**WHAT IS NEEDED**
Output all the data exactly as it appears below.
Start of SUPPLIED DATA
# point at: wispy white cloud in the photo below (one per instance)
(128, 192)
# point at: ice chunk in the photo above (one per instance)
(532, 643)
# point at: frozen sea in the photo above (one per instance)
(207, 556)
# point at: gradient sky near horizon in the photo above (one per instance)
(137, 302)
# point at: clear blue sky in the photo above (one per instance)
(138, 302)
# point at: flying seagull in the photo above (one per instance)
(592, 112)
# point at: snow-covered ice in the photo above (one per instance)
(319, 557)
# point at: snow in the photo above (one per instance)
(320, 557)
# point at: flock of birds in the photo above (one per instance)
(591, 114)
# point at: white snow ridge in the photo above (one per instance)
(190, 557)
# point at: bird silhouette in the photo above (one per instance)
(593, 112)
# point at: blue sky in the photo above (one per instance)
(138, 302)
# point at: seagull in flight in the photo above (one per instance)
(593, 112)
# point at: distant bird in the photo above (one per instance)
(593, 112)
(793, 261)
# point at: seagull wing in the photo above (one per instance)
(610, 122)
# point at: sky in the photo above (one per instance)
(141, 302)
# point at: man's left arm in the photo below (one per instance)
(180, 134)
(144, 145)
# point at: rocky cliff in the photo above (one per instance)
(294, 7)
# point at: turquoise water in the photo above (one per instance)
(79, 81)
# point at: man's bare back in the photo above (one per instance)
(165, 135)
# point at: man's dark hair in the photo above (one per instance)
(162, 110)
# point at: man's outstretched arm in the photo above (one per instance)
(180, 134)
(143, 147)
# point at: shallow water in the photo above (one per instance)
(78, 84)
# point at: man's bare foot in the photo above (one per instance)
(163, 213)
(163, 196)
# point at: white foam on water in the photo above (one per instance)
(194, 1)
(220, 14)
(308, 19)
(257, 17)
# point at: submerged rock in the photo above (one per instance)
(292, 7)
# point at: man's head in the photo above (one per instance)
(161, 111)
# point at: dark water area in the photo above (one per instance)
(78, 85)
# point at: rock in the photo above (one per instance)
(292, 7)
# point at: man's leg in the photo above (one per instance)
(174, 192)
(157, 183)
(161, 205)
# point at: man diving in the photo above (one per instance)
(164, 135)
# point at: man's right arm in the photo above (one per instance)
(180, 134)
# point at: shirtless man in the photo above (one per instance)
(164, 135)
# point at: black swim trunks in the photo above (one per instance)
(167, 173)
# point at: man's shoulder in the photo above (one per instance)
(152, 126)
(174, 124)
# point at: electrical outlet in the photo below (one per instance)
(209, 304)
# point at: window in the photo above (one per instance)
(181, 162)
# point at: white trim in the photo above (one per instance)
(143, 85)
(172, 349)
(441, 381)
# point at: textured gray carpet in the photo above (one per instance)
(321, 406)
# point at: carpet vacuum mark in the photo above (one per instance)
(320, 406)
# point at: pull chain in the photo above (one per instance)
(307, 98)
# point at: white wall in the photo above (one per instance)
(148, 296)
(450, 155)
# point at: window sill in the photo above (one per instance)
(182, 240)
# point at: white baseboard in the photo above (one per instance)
End of SUPPLIED DATA
**RESPONSE FOR THIS EXERCISE**
# point at: wispy white cloud in the photo below (one per instance)
(128, 192)
# point at: ice chunk in the photo above (one per instance)
(532, 643)
# point at: frozen sea in the photo above (one per instance)
(207, 556)
# point at: gradient sky near horizon in the photo above (one per instance)
(137, 302)
# point at: clear blue sky in the photo above (one per instance)
(138, 302)
# point at: flying seagull in the photo above (one per instance)
(592, 112)
# point at: snow-covered ice in the photo above (one per instance)
(319, 557)
# point at: snow in the photo above (one per instance)
(320, 557)
# point at: flock of birds in the photo above (one per instance)
(591, 114)
# point at: white snow ridge in the photo above (one per instance)
(190, 557)
# point at: bird silhouette in the photo above (one per instance)
(593, 112)
# point at: blue sky in the photo above (one per instance)
(138, 302)
# point at: seagull in flight in the photo above (one per instance)
(593, 112)
# point at: distant bird in the photo above (one per instance)
(593, 112)
(793, 261)
# point at: seagull wing in the photo above (one per instance)
(610, 122)
# point at: sky in the photo above (one per instance)
(141, 302)
# point at: man's left arm in the photo below (one per instance)
(180, 134)
(144, 145)
# point at: rocky cliff in the photo above (one per instance)
(294, 7)
# point at: turquoise water in the photo above (one per instance)
(79, 81)
# point at: man's bare back in the photo above (one per instance)
(165, 135)
# point at: man's dark hair in the photo above (one per instance)
(162, 110)
# point at: man's outstretched arm in the photo above (one per instance)
(180, 134)
(143, 147)
# point at: shallow water in the photo above (one per instance)
(78, 84)
# point at: man's bare foot in the photo above (one per instance)
(163, 213)
(163, 196)
# point at: white foam on water in the photo above (one per instance)
(194, 1)
(220, 14)
(308, 19)
(257, 17)
# point at: submerged rock in the photo above (one per instance)
(292, 7)
# point at: man's head in the photo above (one per instance)
(161, 111)
# point at: dark water area in the photo above (one per instance)
(78, 85)
# point at: rock in the photo above (one per instance)
(292, 7)
# point at: man's leg in the photo above (one per instance)
(174, 192)
(157, 183)
(161, 205)
# point at: man diving in the photo above (one per instance)
(164, 135)
# point at: man's right arm in the photo above (one per instance)
(180, 134)
# point at: shirtless man in the photo above (one per instance)
(164, 135)
# point at: black swim trunks in the photo above (one per instance)
(167, 173)
# point at: man's shoulder in the photo above (one per instance)
(152, 126)
(174, 124)
# point at: electrical outlet in the photo below (one per instance)
(209, 304)
# point at: window in the photo above (one per instance)
(181, 162)
# point at: white trim in the photo above (one per instance)
(143, 85)
(172, 349)
(441, 381)
# point at: textured gray carpet in the photo above (one per instance)
(321, 406)
# point at: carpet vacuum mark in the photo above (one per instance)
(320, 406)
# point at: pull chain in the photo above (one per instance)
(307, 98)
# point at: white wall in the photo above (one per instance)
(148, 296)
(450, 155)
# point at: window sill in the photo above (one per instance)
(182, 240)
# point at: white baseboard in the photo above (one per instance)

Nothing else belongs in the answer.